INSTRUCTION — Output the lines of the items below from the one containing "Please locate the black shorts" through the one containing "(1281, 311)", both included, as a numbered list with blank lines left out.

---*---

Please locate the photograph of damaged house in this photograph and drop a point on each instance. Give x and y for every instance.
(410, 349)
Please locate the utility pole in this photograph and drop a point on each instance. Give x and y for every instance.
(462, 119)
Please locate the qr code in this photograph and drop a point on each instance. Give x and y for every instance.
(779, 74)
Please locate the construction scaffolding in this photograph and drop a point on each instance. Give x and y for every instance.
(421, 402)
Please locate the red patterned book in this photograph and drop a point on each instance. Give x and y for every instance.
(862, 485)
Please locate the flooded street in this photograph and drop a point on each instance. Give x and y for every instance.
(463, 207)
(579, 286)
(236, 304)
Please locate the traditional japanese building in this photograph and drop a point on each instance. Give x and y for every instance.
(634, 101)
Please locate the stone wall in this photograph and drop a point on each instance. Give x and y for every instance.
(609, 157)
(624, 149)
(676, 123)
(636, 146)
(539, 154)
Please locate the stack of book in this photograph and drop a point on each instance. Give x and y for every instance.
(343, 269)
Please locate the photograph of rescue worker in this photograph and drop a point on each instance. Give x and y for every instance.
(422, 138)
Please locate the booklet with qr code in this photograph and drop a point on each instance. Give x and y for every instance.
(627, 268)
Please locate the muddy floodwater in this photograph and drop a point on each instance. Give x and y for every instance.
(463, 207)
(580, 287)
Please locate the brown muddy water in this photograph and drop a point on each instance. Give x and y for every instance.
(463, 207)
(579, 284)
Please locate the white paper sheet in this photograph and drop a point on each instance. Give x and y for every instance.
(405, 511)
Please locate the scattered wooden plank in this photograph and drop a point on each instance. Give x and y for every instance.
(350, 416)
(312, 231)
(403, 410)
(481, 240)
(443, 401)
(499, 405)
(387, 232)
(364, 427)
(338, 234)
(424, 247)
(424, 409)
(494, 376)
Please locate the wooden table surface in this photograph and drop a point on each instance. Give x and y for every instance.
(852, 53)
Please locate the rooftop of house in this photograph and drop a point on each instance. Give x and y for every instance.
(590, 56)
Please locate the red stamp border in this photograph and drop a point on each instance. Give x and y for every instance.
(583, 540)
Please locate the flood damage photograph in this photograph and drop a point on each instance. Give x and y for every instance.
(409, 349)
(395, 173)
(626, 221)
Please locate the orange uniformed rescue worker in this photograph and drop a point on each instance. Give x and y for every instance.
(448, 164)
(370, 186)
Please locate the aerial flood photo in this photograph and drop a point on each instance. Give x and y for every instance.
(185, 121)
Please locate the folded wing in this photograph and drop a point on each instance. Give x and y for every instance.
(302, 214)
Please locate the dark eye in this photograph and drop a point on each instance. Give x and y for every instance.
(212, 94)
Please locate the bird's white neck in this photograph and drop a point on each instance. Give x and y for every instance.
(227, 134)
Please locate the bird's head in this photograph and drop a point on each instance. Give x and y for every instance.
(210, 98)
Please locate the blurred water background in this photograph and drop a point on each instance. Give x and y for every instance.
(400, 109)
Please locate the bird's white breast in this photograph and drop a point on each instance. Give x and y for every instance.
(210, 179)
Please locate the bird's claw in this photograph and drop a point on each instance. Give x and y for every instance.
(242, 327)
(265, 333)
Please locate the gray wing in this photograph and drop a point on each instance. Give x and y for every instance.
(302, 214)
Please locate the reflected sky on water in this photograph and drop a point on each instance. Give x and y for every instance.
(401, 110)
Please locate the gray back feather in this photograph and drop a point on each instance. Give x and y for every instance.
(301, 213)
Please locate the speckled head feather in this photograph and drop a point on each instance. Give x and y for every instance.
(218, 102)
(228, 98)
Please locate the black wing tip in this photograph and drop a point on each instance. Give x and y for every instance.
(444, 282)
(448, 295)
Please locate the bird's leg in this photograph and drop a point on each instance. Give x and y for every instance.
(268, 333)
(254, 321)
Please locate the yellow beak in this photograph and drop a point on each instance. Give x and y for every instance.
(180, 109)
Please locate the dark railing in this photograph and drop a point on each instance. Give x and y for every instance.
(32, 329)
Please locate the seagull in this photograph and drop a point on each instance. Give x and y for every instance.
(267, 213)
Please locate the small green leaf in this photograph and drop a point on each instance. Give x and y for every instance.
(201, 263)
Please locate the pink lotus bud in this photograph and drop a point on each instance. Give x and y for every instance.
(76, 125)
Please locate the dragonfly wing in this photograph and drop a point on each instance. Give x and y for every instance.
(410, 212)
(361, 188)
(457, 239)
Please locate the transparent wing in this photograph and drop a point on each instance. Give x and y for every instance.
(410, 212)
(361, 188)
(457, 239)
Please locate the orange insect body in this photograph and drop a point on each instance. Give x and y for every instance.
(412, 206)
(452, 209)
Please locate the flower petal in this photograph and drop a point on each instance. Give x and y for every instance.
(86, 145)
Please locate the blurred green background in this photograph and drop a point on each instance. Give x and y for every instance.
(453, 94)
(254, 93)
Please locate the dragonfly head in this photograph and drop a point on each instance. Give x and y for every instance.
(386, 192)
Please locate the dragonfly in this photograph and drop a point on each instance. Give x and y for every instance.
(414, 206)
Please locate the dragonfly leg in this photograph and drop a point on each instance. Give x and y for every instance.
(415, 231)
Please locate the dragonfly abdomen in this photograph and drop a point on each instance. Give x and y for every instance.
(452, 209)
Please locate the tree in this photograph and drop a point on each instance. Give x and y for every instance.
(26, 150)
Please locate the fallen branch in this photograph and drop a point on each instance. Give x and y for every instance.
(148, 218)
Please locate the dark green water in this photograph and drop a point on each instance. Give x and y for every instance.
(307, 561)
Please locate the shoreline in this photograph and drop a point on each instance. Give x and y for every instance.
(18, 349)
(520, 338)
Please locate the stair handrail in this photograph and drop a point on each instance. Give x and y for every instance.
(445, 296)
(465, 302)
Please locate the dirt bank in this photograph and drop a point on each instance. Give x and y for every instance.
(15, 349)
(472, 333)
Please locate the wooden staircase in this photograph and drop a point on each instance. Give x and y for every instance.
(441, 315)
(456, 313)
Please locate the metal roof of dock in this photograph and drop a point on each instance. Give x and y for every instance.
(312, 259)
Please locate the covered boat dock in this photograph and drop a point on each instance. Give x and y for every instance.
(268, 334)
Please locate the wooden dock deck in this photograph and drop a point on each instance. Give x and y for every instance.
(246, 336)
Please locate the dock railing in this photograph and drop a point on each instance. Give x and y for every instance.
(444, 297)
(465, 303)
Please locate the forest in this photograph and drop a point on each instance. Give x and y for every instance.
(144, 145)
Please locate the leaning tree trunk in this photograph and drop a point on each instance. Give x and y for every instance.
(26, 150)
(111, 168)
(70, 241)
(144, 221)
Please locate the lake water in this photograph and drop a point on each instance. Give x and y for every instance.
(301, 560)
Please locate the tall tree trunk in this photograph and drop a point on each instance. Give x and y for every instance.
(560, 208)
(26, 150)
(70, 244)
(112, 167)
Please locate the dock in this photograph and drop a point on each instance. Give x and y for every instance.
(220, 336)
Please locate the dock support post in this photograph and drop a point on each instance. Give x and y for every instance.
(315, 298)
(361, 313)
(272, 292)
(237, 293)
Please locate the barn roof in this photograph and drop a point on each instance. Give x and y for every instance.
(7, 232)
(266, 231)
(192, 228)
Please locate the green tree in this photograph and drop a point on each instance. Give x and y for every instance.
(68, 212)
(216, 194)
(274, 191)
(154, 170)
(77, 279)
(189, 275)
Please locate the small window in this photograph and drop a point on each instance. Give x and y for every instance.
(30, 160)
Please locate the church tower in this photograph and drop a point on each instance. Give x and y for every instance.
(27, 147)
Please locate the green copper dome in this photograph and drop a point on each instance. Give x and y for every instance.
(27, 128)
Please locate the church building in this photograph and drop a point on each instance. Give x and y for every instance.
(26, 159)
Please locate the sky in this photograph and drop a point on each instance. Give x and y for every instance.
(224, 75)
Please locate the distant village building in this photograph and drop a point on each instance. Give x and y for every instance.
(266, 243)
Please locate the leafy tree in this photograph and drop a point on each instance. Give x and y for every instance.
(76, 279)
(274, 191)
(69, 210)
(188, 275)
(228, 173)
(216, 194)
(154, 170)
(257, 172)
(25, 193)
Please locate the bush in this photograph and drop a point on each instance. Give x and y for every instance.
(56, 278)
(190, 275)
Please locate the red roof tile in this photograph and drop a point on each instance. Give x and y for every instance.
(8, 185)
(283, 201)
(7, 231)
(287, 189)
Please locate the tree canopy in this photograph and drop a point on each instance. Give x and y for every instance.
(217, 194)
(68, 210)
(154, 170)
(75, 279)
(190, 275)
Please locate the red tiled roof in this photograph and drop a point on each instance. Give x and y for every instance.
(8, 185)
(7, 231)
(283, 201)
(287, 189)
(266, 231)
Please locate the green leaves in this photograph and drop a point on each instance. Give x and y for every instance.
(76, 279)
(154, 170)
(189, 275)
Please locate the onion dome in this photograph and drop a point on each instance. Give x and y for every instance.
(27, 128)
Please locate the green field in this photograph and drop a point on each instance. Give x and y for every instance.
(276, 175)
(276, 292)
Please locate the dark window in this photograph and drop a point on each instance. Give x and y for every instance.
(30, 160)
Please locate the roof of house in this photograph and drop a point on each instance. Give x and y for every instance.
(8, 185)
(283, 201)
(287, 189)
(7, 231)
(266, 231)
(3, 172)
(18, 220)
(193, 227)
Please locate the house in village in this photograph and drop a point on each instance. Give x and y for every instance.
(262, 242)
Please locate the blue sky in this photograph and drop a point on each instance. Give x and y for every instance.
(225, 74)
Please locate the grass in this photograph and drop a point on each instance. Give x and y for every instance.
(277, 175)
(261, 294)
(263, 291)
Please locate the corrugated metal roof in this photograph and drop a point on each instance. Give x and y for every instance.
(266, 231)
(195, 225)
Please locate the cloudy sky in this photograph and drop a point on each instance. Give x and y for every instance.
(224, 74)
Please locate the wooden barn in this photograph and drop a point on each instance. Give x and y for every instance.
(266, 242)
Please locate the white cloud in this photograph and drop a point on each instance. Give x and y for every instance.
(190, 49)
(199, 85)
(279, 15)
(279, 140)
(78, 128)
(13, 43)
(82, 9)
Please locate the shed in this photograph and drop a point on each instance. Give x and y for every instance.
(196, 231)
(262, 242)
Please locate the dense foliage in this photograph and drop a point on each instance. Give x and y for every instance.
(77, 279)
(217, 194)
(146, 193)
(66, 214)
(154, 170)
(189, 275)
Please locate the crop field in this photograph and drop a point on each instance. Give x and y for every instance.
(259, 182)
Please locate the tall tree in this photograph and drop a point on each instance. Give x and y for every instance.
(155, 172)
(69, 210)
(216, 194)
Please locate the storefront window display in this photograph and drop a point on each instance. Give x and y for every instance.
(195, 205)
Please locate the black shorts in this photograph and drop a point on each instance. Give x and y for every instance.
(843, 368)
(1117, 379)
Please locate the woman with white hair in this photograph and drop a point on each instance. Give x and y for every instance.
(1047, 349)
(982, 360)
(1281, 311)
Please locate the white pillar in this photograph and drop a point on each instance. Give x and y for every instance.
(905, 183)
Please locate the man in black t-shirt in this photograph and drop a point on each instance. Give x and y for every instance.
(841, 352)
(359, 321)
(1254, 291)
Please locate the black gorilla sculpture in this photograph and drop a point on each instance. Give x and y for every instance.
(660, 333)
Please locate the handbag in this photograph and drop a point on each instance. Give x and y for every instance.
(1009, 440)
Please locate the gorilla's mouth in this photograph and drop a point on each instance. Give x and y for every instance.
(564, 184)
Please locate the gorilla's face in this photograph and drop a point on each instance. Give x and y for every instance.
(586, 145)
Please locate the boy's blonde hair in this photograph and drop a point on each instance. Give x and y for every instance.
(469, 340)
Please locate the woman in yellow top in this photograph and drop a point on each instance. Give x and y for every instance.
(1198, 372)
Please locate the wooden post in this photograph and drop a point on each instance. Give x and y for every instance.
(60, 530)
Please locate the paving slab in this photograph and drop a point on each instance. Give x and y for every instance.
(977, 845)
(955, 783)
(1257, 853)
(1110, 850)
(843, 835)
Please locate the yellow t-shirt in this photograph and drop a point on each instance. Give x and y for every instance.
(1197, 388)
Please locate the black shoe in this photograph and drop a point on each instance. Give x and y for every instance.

---*---

COMPLETE OUTPUT —
1. Please locate the black shorts in this photograph and drop a point on each instance. Give x and y for every instance.
2. (843, 368)
3. (1117, 379)
4. Please locate the woman with white hair in this photograph and drop a point on each instance. Give x and y for every instance.
5. (1047, 349)
6. (982, 360)
7. (1281, 311)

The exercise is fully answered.